***** Provided entries *****

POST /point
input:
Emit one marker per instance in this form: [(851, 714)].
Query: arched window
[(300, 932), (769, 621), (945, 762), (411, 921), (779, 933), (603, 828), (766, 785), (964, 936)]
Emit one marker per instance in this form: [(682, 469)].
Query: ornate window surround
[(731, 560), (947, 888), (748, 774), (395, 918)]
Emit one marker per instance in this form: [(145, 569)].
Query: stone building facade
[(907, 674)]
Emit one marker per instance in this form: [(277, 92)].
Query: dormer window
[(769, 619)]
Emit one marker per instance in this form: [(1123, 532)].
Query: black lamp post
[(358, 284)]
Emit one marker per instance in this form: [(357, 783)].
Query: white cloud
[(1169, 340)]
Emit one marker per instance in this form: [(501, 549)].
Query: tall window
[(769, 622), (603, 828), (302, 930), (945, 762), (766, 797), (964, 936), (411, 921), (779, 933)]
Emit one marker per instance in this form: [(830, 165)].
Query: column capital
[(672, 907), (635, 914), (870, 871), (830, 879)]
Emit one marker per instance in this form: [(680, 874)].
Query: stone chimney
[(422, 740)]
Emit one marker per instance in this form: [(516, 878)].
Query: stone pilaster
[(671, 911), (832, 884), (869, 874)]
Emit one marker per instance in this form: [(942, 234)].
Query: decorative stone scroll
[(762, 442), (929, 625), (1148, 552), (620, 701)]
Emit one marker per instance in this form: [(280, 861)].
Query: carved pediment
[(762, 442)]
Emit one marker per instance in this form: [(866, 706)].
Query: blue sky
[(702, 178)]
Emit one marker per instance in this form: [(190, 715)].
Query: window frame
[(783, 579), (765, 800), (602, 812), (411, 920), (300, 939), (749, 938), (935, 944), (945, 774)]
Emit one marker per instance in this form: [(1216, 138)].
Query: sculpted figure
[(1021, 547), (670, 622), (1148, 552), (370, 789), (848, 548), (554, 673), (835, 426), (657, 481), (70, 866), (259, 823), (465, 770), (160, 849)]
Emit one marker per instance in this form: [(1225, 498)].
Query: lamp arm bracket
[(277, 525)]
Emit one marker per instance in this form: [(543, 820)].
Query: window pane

*****

## [Aim of the task]
The records above must be output exactly, in full.

## [Answer box]
POST /point
input:
Emit one marker per instance in this form: [(851, 714)].
Query: arched window
[(300, 932), (769, 621), (945, 762), (411, 921), (779, 933), (603, 828), (766, 785), (964, 936)]
Emit one marker per instance in this form: [(682, 469)].
Query: ornate window surround
[(731, 560), (947, 888), (748, 774), (395, 918)]
Emit one marker per instance in this form: [(145, 569)].
Query: stone building facade
[(907, 674)]
Emit one marker per instance in this form: [(277, 92)].
Query: dormer window
[(769, 619)]
Emit one marker per instance in this form: [(1123, 532)].
Query: black lamp post
[(358, 284)]
Emit one marker per instance in this form: [(357, 783)].
Query: white cloud
[(1169, 340)]
Emit one marker per instance in this form: [(501, 549)].
Query: tall window
[(769, 622), (603, 828), (302, 930), (945, 762), (766, 797), (964, 936), (411, 921), (779, 933)]
Emit one marker per instance in this form: [(830, 165)].
Query: column capital
[(672, 907), (635, 914), (870, 871), (830, 879)]
Emit one marker per instance in this form: [(680, 874)].
Query: stone chimney
[(422, 740)]
Emit one marker per instance in this form: [(516, 878)].
Query: stone pilaster
[(671, 911), (832, 884), (869, 874)]
Emit one marker per instance in this form: [(942, 234)].
Query: decorative stone scroll
[(762, 442), (929, 625), (1148, 552), (620, 701)]
Emit one marker per instance in this form: [(280, 861)].
Query: carved pediment
[(762, 442)]
Emit one marker per instance in this form: [(866, 706)].
Query: blue sky
[(702, 178)]
Emit one marker per instance in this form: [(190, 715)].
Query: window frame
[(783, 579), (765, 800), (602, 812), (411, 920), (300, 939), (749, 938), (935, 944), (945, 774)]
Emit one marker per instance in this form: [(1216, 138)].
Query: sculpted figure
[(1021, 547), (670, 622), (1148, 552), (370, 789), (848, 548), (554, 673), (835, 426), (657, 481), (70, 866), (259, 823), (465, 770), (160, 849)]
Emit one marker per instance in this form: [(1225, 498)].
Query: lamp arm bracket
[(277, 525)]
Emit one marker per instance in this form: [(543, 820)].
Query: window pane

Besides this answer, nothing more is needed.